◆ Given request: Give again only the lines below from the one containing "For every instance of the woman speaking, imagine" through the one containing "[1057, 267]", replacing "disc" with "circle" and changing nothing else.

++++

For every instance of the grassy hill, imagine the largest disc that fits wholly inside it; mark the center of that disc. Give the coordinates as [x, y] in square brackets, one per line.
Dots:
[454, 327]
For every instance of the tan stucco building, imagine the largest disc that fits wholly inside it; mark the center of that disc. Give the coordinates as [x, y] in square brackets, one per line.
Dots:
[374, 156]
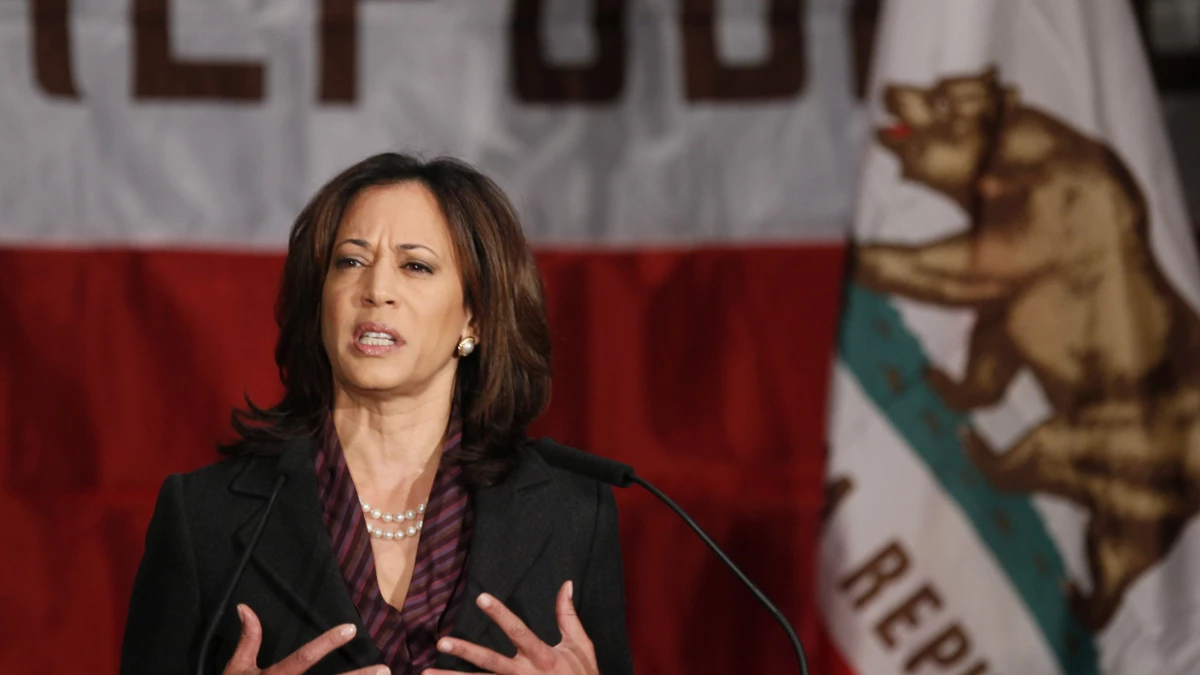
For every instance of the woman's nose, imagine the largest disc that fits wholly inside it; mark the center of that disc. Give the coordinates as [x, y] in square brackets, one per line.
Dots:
[378, 290]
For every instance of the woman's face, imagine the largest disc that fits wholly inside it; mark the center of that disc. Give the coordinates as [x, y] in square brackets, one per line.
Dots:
[393, 303]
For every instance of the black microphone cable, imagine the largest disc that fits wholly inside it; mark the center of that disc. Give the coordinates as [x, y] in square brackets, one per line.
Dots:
[622, 476]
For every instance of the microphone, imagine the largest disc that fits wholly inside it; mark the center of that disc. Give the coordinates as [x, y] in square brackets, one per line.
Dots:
[622, 476]
[237, 577]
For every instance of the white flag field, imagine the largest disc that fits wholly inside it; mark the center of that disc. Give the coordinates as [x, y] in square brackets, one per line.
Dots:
[1015, 432]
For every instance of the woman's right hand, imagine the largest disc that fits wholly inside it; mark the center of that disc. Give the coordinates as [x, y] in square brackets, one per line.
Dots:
[245, 657]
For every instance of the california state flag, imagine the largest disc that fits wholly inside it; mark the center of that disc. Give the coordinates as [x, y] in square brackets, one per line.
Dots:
[1015, 435]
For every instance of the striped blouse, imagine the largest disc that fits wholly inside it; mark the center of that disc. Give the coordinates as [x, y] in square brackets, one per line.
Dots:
[407, 637]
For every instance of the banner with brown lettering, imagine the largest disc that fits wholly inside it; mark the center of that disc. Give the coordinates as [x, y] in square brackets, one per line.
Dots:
[1013, 476]
[685, 169]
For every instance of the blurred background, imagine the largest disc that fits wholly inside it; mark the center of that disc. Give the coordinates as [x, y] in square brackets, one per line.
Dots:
[694, 175]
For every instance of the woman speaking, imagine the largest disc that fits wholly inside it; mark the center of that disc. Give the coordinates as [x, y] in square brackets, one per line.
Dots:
[409, 524]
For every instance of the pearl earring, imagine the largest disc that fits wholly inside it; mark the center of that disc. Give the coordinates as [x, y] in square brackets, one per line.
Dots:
[466, 346]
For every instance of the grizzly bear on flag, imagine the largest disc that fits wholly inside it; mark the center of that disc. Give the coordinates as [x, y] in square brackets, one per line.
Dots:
[1057, 267]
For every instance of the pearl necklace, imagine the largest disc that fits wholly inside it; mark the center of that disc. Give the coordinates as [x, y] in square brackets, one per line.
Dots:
[394, 535]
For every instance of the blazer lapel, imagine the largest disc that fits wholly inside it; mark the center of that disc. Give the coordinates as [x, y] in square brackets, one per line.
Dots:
[294, 551]
[513, 525]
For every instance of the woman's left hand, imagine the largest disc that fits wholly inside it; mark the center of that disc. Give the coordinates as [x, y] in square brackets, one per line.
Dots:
[573, 656]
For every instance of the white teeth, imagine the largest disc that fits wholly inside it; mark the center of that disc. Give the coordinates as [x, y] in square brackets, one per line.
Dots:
[373, 338]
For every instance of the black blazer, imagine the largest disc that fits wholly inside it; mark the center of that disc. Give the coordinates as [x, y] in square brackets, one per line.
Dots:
[533, 531]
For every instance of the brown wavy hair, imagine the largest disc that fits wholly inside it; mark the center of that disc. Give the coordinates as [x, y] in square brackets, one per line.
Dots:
[499, 389]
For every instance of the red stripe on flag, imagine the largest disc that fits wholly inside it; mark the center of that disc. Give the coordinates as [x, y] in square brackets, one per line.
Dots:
[705, 369]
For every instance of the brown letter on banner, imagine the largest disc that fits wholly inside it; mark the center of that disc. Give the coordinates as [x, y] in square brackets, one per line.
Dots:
[863, 31]
[538, 82]
[906, 614]
[946, 649]
[52, 48]
[708, 79]
[157, 75]
[887, 565]
[339, 52]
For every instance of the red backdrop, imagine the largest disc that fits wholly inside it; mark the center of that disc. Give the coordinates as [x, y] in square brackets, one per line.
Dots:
[707, 370]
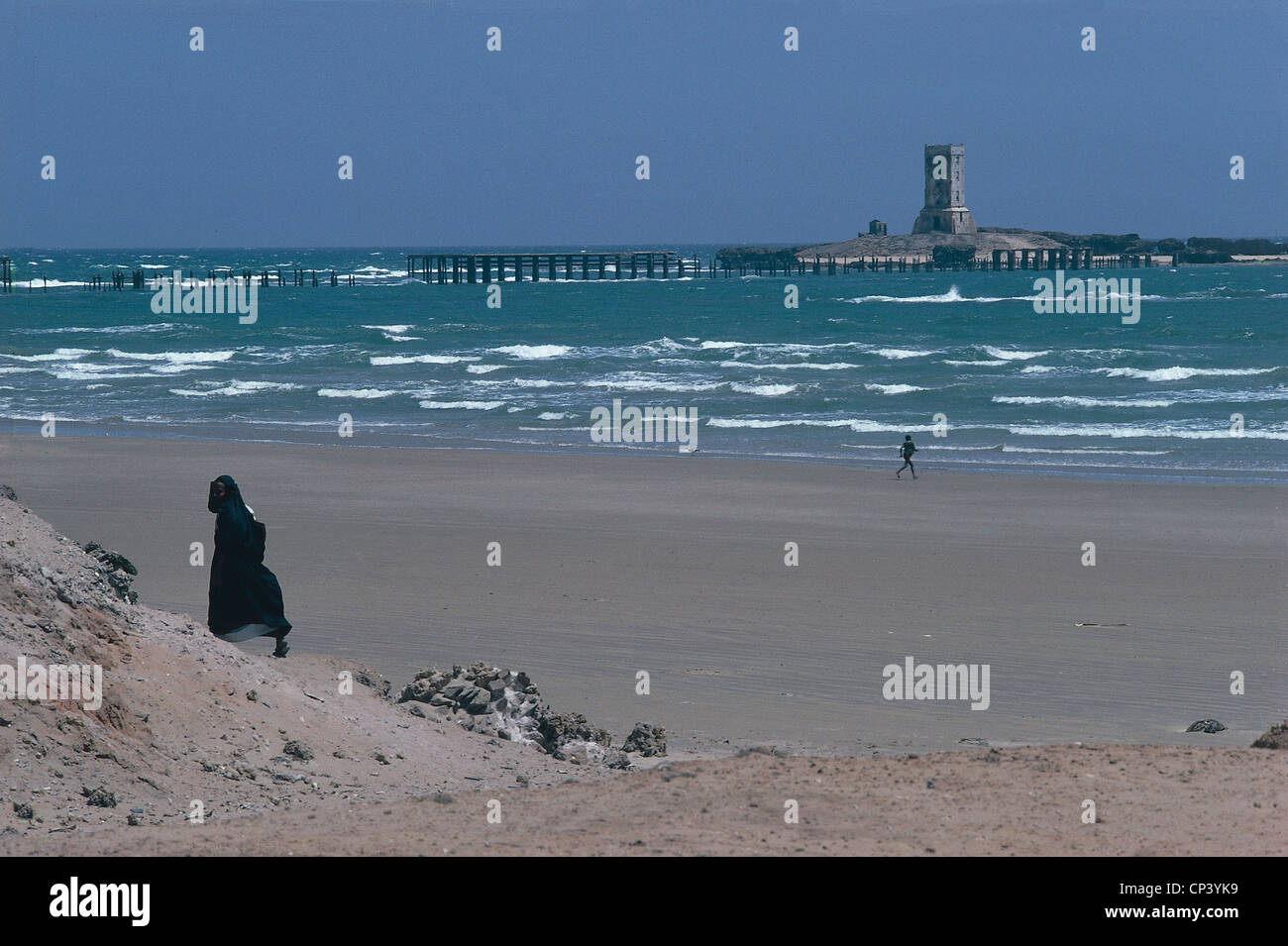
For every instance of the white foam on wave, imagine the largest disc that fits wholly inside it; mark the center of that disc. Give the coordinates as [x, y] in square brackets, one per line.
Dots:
[1117, 431]
[172, 357]
[639, 381]
[421, 360]
[462, 404]
[106, 330]
[1068, 400]
[1180, 373]
[523, 382]
[787, 366]
[764, 390]
[953, 295]
[858, 425]
[898, 354]
[237, 387]
[1013, 356]
[529, 352]
[364, 392]
[55, 356]
[894, 389]
[46, 283]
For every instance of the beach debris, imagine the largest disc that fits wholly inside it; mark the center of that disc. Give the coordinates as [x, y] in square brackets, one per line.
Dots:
[647, 740]
[99, 796]
[116, 571]
[1206, 726]
[374, 681]
[296, 749]
[1274, 738]
[496, 701]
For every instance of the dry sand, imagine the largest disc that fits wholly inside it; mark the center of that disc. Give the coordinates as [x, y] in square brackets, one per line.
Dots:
[674, 566]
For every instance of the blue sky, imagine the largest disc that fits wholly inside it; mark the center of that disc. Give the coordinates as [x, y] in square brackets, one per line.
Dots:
[535, 145]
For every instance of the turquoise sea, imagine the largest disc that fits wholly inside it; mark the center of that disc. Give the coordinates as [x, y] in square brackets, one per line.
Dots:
[864, 360]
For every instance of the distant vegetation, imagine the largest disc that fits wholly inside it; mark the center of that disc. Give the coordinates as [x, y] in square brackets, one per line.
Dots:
[952, 255]
[756, 257]
[1193, 250]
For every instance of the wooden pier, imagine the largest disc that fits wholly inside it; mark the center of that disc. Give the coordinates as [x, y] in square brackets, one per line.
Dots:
[490, 266]
[627, 264]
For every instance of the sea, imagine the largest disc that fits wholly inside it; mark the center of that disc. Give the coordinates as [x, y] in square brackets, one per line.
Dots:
[960, 361]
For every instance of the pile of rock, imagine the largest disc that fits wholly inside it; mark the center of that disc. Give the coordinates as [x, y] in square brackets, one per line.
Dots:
[116, 571]
[503, 703]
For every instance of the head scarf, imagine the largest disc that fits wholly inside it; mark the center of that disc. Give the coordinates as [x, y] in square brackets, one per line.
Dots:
[240, 515]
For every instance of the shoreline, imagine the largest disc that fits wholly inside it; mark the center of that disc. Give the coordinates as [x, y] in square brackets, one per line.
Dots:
[614, 566]
[406, 441]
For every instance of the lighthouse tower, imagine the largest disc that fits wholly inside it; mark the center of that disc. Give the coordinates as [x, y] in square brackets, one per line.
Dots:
[945, 192]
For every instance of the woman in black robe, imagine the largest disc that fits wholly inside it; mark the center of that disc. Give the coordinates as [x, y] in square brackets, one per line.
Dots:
[245, 597]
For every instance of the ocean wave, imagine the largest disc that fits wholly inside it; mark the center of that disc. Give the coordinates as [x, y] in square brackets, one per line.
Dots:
[898, 354]
[462, 404]
[652, 383]
[172, 357]
[237, 387]
[421, 360]
[857, 425]
[529, 352]
[524, 382]
[55, 356]
[364, 392]
[894, 389]
[1180, 373]
[106, 330]
[953, 295]
[1012, 356]
[1067, 400]
[789, 366]
[764, 390]
[1220, 433]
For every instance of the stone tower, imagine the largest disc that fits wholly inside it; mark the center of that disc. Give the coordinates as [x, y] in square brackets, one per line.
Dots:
[945, 192]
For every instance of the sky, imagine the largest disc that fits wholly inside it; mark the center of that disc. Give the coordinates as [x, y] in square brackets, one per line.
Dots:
[458, 146]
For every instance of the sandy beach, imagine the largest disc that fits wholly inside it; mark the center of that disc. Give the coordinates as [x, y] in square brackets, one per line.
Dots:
[767, 678]
[675, 566]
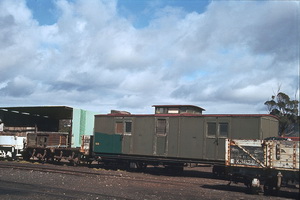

++++

◆ Solution to this exercise:
For every instance of the woman speaking, imagine the largest circle that fits wholly inside it; mark the center of that circle. Give the coordinates as [x, y] in square brackets, one per line.
Dots:
[409, 524]
For every instance of the pearl earring, imagine the largest circle that fits wholly inside it; mark the center of that circle. Give the coordinates as [x, y] in square brackets, one per line.
Dots:
[466, 346]
For every instance of the grizzly bear on flag, imagine the largest circle that fits wholly inside it; mark the center of that circle. Give the coordinates as [x, y] in square brackets, one per line.
Dots:
[1057, 267]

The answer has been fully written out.